→ Written instruction: Copy out each of the records below word for word, leaving out the pictures.

→ Dataset:

☆ ☆ ☆ ☆ ☆

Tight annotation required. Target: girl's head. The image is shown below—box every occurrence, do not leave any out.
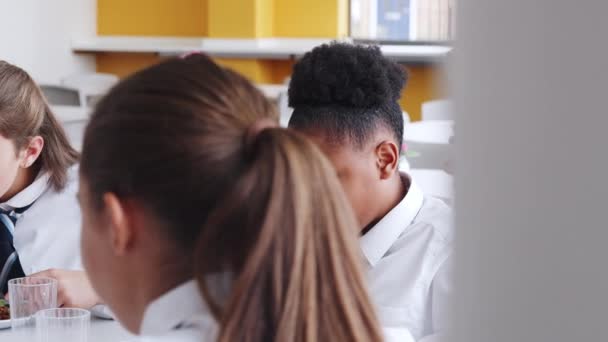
[0,61,78,202]
[80,55,380,341]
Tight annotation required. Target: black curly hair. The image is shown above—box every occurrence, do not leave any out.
[289,43,407,148]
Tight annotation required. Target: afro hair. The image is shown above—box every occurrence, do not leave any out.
[289,43,407,146]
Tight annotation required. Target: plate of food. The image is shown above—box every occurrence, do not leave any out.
[0,299,11,329]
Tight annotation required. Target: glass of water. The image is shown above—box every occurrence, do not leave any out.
[36,308,91,342]
[8,277,57,336]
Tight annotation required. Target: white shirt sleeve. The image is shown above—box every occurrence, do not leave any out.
[419,258,453,342]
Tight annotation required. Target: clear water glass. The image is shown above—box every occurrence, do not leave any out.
[8,277,57,337]
[36,308,91,342]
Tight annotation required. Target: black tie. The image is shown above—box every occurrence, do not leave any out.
[0,206,30,294]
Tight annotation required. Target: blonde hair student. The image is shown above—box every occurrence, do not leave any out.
[79,54,410,342]
[0,61,96,306]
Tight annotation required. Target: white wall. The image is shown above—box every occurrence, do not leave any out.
[449,0,608,342]
[0,0,97,83]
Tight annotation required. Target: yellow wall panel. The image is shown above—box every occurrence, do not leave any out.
[208,0,257,38]
[400,65,444,121]
[97,0,208,37]
[274,0,349,38]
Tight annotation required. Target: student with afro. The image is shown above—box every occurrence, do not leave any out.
[289,43,453,341]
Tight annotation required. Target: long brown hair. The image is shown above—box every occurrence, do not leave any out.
[81,55,381,342]
[0,60,78,191]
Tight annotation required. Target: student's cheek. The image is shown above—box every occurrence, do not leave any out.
[0,160,18,198]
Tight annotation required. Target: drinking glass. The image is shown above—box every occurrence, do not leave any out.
[8,277,57,340]
[36,308,91,342]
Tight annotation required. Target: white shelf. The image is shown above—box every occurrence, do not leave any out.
[72,36,451,62]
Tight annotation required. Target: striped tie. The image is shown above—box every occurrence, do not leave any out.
[0,206,29,294]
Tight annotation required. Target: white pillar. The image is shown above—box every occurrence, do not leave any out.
[450,0,608,342]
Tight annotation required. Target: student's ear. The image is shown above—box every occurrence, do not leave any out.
[103,192,135,256]
[19,136,44,169]
[376,141,399,179]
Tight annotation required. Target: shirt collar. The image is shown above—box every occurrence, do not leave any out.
[360,173,424,267]
[140,280,210,336]
[0,173,50,210]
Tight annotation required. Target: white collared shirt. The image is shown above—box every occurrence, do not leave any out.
[0,166,82,275]
[135,280,414,342]
[137,280,217,342]
[360,174,453,341]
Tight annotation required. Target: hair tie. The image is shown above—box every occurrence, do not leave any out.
[245,118,279,146]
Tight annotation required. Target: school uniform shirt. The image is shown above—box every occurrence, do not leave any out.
[133,280,414,342]
[360,174,453,341]
[0,166,82,275]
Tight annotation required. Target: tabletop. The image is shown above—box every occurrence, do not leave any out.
[0,318,135,342]
[403,120,454,144]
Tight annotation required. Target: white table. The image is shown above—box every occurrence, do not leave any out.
[51,106,91,122]
[403,120,454,144]
[403,120,454,171]
[0,318,135,342]
[406,169,454,205]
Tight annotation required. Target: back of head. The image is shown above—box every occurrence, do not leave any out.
[81,55,380,342]
[289,43,407,146]
[0,61,78,190]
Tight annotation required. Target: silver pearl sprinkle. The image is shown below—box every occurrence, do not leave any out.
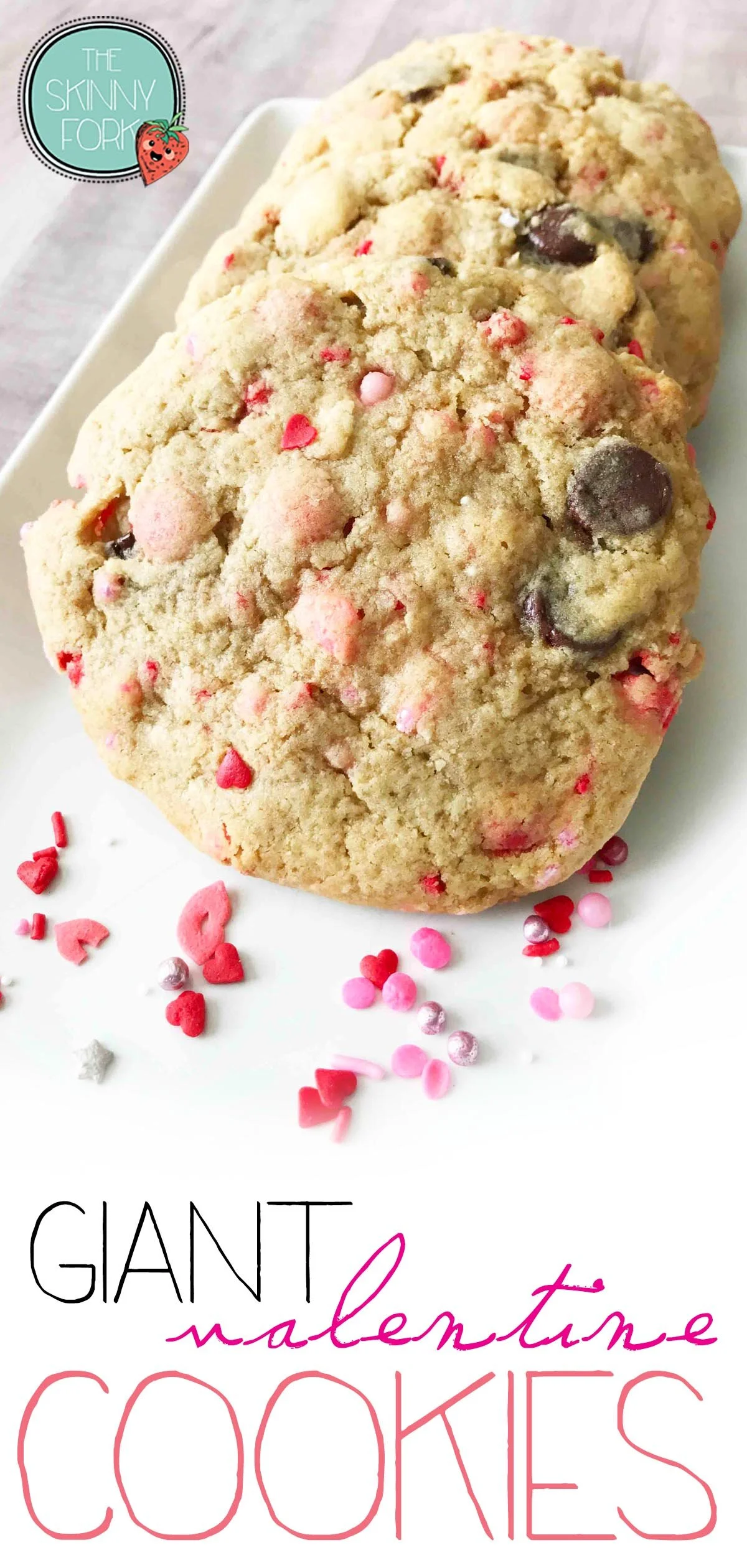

☆ ☆ ☆ ☆ ☆

→ Exercise output:
Tight annotation required. Target: girl's head. The image is shown below—box every occurrence, do not leave any out.
[0,61,78,202]
[80,55,380,341]
Tight annotation required. Target: black curly hair. The image is shown above—box every occurrence, do not leave any out.
[289,43,407,148]
Tight annotation required. Target: afro hair. The image is shown above—box every occurrence, do not leave any out.
[289,43,407,146]
Tight annotation required. Target: plate of food. The image is shown above—box every occurrence, do not leave any out.
[0,299,11,329]
Tight annotation required. Target: glass of water. The image is shown above—box every occurrence, do not leave any out.
[36,308,91,342]
[8,277,57,336]
Tight annotation required. Target: white shirt sleeve. The image is shown above—box every occurrence, do not leave any out.
[419,258,453,342]
Tight annotation required. Target: clear water glass. The image is shown above—box every occurrence, do not leave any out.
[8,277,57,337]
[36,308,91,342]
Tight annotation required. Target: black tie. The image is shown above—box every occurrence, do not leave any out.
[0,206,30,294]
Tight annotation required. Target: blonde hair student. The image is shown above—box every occurrence, do not leave any out.
[79,54,410,342]
[0,61,96,306]
Tight annotation required. Target: white wall. The image is shown above—box every occurrence, do not leave any out.
[449,0,608,342]
[0,0,97,83]
Tight annotation required. Target: yellow wall panel. The image is shown above—box every occurrence, do not leave any out.
[208,0,257,38]
[400,65,444,121]
[97,0,208,37]
[274,0,349,38]
Tight annotation required. Target: student with afro. The image is shown above—box every occurrence, do not leave any out.
[289,43,453,341]
Tight annotation required. Target: long brown hair. The image is shown above—box every occurrence, do not leave any out.
[81,55,381,342]
[0,60,78,191]
Tight annotation required. Target: student's cheek. The image is shown above—box every occurrence, do not leave any out.
[0,160,18,198]
Tight annotation required. Target: drinking glass. The image is shown above—box every occurrence, do not leave any out.
[8,277,57,340]
[36,308,91,342]
Tight annotation required. Target: white shelf. The image is shown above—box every occurrence, do not leave any out.
[72,36,451,62]
Tight annotation required. Target: striped tie. The image is shown above—box every occurrence, do not leave any out.
[0,206,29,294]
Tight annotation required. Target: white pillar. The image is shown above—box every occurrence, do not leave any out.
[450,0,608,342]
Tight annotation required. Target: student's ear. The image is shown above—box every occurrence, do not leave any out.
[103,192,135,256]
[19,136,44,169]
[376,141,399,179]
Tight annotation required. Target: shirt collar. The image is shown above—box every occurrence, do not leave any out.
[360,173,424,267]
[140,280,210,336]
[0,173,50,210]
Tight annotation required. Target: white collared shirt. The image is shown above—box every occurrence, do not leave any out.
[0,166,82,275]
[135,280,414,342]
[137,280,217,342]
[360,174,453,341]
Tight annotation required. Target: hair tie. The image is shown above—box every occurrence, do not leave any out.
[245,118,279,146]
Tight annotation required. Target: school uniform shirt. The image is shown above—box every occurrence, do not leave any out.
[133,280,414,342]
[360,174,453,341]
[0,166,82,275]
Tight annotation required. Target: tabletop. The image is shown above—box every occurrence, do not leave any out.
[0,318,135,342]
[403,120,454,144]
Tight annotation required. Target: white table. The image is shown above—box every occurrence, do not leave any out.
[51,106,91,122]
[403,120,454,144]
[403,120,454,171]
[0,318,135,342]
[406,169,454,205]
Tight annotation required. Target: back of head. The image is shown above—box every occurrence, do not leave any out.
[81,55,380,342]
[289,43,407,146]
[0,61,78,190]
Tight annotation required. Target: silver pearl sprinkle. The image is shown below—box every occurrence, do not leave any out.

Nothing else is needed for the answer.